Start of EXTRACT PROVIDED
SNOW, ice and plunging temperatures can often lead to an increase in calls for the East Midlands Ambulance Service (EMAS), who are advising High Peak residents to stay warm and use common sense during the current cold weather.
Extreme temperatures cause people’s blood vessels and airways to narrow. This can contribute to a range of problems from making people’s long term conditions such as lung diseases worse and increasing the risk of heart attack and stroke in the vulnerable.
Dr James Gray, EMAS’ Medical Director, said: “The cold has an adverse affect on many long-term conditions and strenuous activities such as shovelling snow in freezing temperatures can increase the risk of heart attack for those who are already vulnerable.
“Keeping warm is key to keeping well. It’s especially important that elderly people heat their home and have hot meals as they’re more vulnerable to the effects of the cold.
“Slips and trips on ice and snow, as well as road traffic accidents due to driving without due care in freezing conditions, account for a large number of calls during winter. We’d advise everyone to be extra careful and not take risks.
“People can make a real difference to elderly neighbours by checking that they’re well this winter and offering to help with shopping if it’s hard for them to get outside.”
During snow and icy conditions, people are urged to heed the advice offered by the emergency and health services and to use common sense.
• Be a responsible driver and slow down – the wet, snow and fog conditions contribute to an increase in road traffic collisions. Make sure you leave a good distance between you and the vehicle in front.
• Prepare for if you were to break down or become stranded. Make sure your mobile phone is fully charged and you have your breakdown service details with you, pack blankets, a warm coat, snacks and a flask for a hot drink.
• If out walking, wear sensible footwear and wrap up warm.
• When off to have some sledging fun, make sure you consider the location – somewhere with no obstructions such as trees, fences or rocks and avoid sledging near roads, pavements or water (frozen or not). Only sledge in the daylight. The RoSPA (Royal Society for the Prevention of Accidents) have more winter safety tips at www.rospa.com.
• Take care when shovelling snow – the cold air makes it harder to work and breathe and this can add extra strain on the body and can be the cause of heart attacks in the vulnerable.
• Manage your own minor illness by making sure you have collected your repeat prescription, in particular for inhalers or heart medication and make sure you take them with you if you go out.
• Have a well-stocked first-aid kit including treatments for colds and flu, or sickness and diarrhoea to stop you from getting dehydrated, plasters and antiseptic wipes for small wounds, and pain killers to treat head, tooth and muscle pains.
• You can get advice and treatment for sprains, grazes or minor injuries after a fall at a local walk-in centre. People suffering from a cold or flu can get treatment and advice from their local pharmacist.
By using the right service, it will help EMAS get to people suffering a life-threatening condition like a cardiac arrest, severe bleeding, fitting or concussion and who really need an emergency ambulance.
End of EXTRACT PROVIDED
# [ACTIVITIES]
[1] Answer these questions from the EMAS winter advice.
(a) What post does Dr James Gray hold?
(b) Where can people get advice and treatment for sprains, grazes or minor injuries after a fall?
(c) At what time of day does the advice say to sledge?
[2] Please say whether each statement agrees with the EMAS winter advice, answering yes or no and quoting the deciding words.
(a) Extreme temperatures make people's blood vessels and airways widen.
(b) Sledging near water should be avoided even when the water is frozen.
(c) People with a cold or flu can get treatment and advice from their local pharmacist.
[3] Reproduce the EMAS winter advice word for word, from "SNOW, ice and" up to and including "stroke in the vulnerable.".
Start of THE DATA
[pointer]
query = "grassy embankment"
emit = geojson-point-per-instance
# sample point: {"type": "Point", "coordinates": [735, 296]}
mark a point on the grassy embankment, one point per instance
End of THE DATA
# [ANSWERS BELOW]
[1]
(a) EMAS' Medical Director
(b) At a local walk-in centre
(c) Only in the daylight

[2]
(a) No: "Extreme temperatures cause people’s blood vessels and airways to narrow."
(b) Yes: "avoid sledging near roads, pavements or water (frozen or not)"
(c) Yes: "People suffering from a cold or flu can get treatment and advice from their local pharmacist."

[3]
SNOW, ice and plunging temperatures can often lead to an increase in calls for the East Midlands Ambulance Service (EMAS), who are advising High Peak residents to stay warm and use common sense during the current cold weather.
Extreme temperatures cause people’s blood vessels and airways to narrow. This can contribute to a range of problems from making people’s long term conditions such as lung diseases worse and increasing the risk of heart attack and stroke in the vulnerable.